(Given records):

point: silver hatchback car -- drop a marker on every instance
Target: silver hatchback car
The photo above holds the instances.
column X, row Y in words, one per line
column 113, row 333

(Exercise directions): Print every one of the entries above again, line for line and without any changes.

(Full response):
point: silver hatchback car -- drop a marker on every instance
Target: silver hatchback car
The photo above holds the instances.
column X, row Y in words, one per line
column 113, row 333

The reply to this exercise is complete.